> _Short exercise 1_: Transcribe everything from "What You’ll Learn" down to "drives stakeholder motivations." in the passage on first meetings with stakeholders.
> _Short exercise 2_: Go on with the passage about product managers meeting stakeholders for the first time, starting after its final sentence.

> _Supplied text_:
· · · · ·
You want to make a good impression. You want to show you're sharp and capable. You want alignment. You want to get to "yes."

You're instinct is to rush in and pitch.

Don't.

Slow down.

Your first meeting is not about alignment. It's about how well you listen.

Less experienced product managers often rush to:

  • Explain their thinking

  • Show off their work

  • Prove they're smart

  • And get that quick head nod so they can move on

That almost never works.

What You’ll Learn Today

  • Common mistakes made by PMs when meeting a stakeholder for the first time.

  • What strong PMs do instead.

  • How stakeholder discovery is similar to but different from customer discovery.

  • How to uncover what actually drives stakeholder motivations.

  • Simple techniques to build trust and influence from the very first meeting.

Your Real Goal: Understand The Person Before The Problem

Stakeholders are not just roles. They're people with:

  • Incentives

  • Pressures

  • Metrics

  • Career goals

  • Past experiences with product teams

If you don't understand how they see the world, you'll struggle to influence decisions later.

When you understand:

→ what they're accountable for
→ how they're measured
→ what success looks like to them

You gain leverage.

Decision-making leverage.

You'll be able to frame ideas to them in a way that actually lands.
· · · · ·
> _Excerpted data_:
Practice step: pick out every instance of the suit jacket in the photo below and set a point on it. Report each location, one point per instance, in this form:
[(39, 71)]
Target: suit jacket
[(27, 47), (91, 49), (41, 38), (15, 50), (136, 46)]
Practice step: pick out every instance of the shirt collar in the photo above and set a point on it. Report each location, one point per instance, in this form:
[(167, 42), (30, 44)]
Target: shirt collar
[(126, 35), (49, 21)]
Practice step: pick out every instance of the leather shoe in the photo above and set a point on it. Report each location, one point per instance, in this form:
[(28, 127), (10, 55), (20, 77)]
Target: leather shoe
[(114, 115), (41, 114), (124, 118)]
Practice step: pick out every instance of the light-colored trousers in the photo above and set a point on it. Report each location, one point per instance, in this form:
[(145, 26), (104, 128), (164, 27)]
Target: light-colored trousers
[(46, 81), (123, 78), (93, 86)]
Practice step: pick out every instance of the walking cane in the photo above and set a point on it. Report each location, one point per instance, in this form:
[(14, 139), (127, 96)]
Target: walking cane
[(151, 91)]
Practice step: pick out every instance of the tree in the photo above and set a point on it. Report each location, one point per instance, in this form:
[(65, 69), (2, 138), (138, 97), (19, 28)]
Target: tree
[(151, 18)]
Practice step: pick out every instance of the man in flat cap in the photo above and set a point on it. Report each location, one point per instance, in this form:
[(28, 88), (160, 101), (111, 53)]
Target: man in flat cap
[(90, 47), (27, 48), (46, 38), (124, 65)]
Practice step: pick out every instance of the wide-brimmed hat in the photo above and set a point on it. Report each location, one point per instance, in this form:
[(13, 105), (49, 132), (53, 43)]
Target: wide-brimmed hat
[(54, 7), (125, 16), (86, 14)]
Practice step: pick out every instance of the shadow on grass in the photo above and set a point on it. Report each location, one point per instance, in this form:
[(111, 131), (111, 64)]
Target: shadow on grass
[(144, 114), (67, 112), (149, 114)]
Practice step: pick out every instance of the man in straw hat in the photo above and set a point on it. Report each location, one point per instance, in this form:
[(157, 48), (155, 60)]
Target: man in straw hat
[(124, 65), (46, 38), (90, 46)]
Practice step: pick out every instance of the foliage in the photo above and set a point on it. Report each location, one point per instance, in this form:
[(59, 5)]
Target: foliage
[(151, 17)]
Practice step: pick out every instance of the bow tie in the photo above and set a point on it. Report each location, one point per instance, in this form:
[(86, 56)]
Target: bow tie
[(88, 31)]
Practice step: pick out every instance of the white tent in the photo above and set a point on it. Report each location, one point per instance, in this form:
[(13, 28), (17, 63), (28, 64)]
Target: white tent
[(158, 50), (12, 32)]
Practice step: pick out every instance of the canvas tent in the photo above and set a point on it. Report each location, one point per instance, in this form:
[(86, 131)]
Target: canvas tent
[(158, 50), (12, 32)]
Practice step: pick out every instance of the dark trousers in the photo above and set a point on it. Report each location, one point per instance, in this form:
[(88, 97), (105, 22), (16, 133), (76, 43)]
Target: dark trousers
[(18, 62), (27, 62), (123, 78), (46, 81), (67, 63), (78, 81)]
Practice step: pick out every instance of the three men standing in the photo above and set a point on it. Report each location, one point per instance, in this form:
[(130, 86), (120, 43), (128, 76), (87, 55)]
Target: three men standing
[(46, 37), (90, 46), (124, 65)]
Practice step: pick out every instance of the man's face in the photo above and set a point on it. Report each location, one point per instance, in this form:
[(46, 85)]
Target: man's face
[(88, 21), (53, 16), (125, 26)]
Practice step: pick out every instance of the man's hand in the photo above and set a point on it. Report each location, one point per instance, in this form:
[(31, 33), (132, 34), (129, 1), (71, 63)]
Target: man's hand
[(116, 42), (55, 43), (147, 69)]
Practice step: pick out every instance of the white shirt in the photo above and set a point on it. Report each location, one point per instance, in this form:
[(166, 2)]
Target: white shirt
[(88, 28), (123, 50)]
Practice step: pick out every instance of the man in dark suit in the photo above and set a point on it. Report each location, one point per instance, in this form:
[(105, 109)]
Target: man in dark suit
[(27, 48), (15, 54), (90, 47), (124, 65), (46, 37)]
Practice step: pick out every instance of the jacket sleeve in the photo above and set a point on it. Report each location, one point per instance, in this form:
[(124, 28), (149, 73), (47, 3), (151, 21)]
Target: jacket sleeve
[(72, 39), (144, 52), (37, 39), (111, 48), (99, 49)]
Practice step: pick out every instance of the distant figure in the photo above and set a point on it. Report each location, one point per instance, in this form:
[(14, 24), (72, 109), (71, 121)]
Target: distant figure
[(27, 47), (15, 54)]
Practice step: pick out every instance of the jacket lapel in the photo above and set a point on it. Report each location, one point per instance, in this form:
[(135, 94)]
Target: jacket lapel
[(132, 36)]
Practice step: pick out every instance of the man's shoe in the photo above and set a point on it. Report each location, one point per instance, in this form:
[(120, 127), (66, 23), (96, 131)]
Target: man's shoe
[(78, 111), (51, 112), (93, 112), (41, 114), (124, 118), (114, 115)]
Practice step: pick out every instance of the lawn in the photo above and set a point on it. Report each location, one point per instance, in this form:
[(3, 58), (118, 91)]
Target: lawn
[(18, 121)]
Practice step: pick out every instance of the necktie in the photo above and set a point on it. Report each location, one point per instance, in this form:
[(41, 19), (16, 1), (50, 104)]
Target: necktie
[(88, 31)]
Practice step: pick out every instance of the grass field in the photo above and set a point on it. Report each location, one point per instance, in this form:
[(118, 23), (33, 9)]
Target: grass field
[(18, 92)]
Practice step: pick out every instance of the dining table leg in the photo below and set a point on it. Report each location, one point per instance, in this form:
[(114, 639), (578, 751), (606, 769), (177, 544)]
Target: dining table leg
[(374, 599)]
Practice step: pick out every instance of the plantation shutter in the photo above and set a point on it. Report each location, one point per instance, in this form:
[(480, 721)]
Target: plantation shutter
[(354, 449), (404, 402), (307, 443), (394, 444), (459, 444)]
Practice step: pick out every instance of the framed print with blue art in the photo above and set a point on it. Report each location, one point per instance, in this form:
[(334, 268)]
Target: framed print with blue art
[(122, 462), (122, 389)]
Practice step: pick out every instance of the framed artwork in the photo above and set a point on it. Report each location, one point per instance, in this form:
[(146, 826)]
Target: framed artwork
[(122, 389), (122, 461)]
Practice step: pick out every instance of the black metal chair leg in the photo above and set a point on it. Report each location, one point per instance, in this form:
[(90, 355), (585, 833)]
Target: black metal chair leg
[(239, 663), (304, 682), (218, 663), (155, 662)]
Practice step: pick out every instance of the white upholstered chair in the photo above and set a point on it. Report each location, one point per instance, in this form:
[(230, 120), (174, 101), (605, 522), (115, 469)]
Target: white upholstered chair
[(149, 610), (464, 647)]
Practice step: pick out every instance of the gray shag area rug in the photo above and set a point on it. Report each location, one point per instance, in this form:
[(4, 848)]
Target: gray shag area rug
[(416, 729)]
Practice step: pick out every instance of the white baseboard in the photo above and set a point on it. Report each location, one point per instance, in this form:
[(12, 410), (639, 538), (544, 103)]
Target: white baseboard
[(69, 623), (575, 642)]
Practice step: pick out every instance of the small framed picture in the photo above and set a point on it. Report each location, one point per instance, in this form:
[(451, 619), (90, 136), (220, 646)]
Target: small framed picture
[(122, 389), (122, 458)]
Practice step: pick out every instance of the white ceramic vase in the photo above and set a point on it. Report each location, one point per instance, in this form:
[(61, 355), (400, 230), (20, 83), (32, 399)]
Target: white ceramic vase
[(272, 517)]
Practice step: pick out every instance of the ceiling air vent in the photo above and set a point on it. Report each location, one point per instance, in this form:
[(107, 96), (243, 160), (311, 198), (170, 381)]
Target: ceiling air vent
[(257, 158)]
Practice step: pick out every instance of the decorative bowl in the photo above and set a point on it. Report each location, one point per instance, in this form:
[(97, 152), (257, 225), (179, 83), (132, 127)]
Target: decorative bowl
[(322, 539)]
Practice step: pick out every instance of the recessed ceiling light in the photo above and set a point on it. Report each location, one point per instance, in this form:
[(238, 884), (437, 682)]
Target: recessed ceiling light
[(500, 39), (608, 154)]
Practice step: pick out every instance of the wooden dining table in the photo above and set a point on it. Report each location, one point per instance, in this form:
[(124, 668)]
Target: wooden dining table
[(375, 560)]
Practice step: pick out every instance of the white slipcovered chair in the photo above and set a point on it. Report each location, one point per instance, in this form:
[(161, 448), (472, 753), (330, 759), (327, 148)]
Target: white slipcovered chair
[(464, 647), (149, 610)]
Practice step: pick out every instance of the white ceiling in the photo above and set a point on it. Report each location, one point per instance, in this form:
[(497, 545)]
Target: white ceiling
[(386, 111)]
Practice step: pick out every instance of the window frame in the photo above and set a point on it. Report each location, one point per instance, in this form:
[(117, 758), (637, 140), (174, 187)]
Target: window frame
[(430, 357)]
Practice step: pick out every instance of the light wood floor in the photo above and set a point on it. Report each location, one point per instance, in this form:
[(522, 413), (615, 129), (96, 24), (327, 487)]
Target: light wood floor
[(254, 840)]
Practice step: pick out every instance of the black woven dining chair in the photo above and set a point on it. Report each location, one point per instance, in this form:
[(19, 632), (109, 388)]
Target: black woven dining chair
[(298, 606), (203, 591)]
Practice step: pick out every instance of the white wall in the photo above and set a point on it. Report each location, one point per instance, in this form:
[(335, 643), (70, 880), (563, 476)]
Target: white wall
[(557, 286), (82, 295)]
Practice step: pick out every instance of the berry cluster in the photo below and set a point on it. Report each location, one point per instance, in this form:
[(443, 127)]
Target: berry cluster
· · · · ·
> _Final answer 1_:
What You’ll Learn Today

  • Common mistakes made by PMs when meeting a stakeholder for the first time.

  • What strong PMs do instead.

  • How stakeholder discovery is similar to but different from customer discovery.

  • How to uncover what actually drives stakeholder motivations.

> _Final answer 2_:
Stakeholder Discovery ≠ Customer Discovery

Stakeholder discovery looks like customer discovery, but the goal is different.

Customer Discovery

  • Understand their work

  • Identify problems and unmet needs

  • Inform product decisions

Stakeholder Discovery

  • Understand how they think and decide

  • Learn what matters to them

  • Build trust and buy-in for decisions

Skip this step and your roadmap can get derailed before customers ever see it.

Do it well, and you earn influence.

This Is a Learning Conversation, Not a Pitch

A stakeholder discovery meeting — especially your first one with them — is about learning, not selling.

That means:

  • Listening more than talking

  • Making them feel heard

  • Creating safety and trust

You'll speak, of course. But your job is to create space. Not to fill it.

11 Ways to Run a Strong Stakeholder Discovery Meeting

1. Be clear on your objective

Know why you're meeting. Is this:

  • A casual introduction?

  • The start of a shared initiative?

  • Context gathering before a big decision?

Have a purpose—even if it's simple.

2. Keep it informal when possible

People open up when they're relaxed.

Best options:

  • Coffee or lunch

  • A small, neutral conference room

If they want to meet in their office, go there. People are most comfortable on their home turf.

Remote?

  • Video is fine

  • Keep the tone light and conversational

3. Start with a warm opening

Begin as a human, not a PM.

Look for natural conversation starters:

  • Family photos

  • Personal items

  • Something interesting in their background

Examples:

  • "That's a great photo. Are those your kids?"

  • "Sweet guitar! How long have you played?"

This works on video too.

4. Keep it confidential

Do not use a notetaker in a first meeting.

Recording kills openness.

If you must:

  • Take light notes yourself

  • Prioritize eye contact and attention

Connection matters more than perfect notes.

5. Ask a question. Then stop talking

This meeting is about them.

Start with questions like:

  • "What are your goals?"

  • "What's challenging right now?"

  • "What does success look like for you?"

  • "What's top of mind this quarter?"

  • "How has your team worked with product in the past?"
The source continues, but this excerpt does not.